■ **EXTRACTED DATA**:
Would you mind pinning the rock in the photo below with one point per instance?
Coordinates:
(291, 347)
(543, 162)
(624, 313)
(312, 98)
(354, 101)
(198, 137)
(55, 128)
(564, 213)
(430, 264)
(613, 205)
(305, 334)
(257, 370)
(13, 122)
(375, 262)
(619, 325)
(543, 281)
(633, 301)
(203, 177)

■ **YOUR TASK**:
Change every "rock" in the lines above to "stone", leaving everything else as it stands.

■ **TASK RESPONSE**:
Would you mind pinning the stone in the photo below with one point per instance?
Coordinates:
(291, 347)
(543, 162)
(624, 313)
(312, 98)
(354, 101)
(198, 137)
(55, 128)
(564, 213)
(430, 264)
(613, 205)
(305, 334)
(257, 370)
(13, 122)
(375, 262)
(619, 325)
(543, 281)
(633, 301)
(203, 177)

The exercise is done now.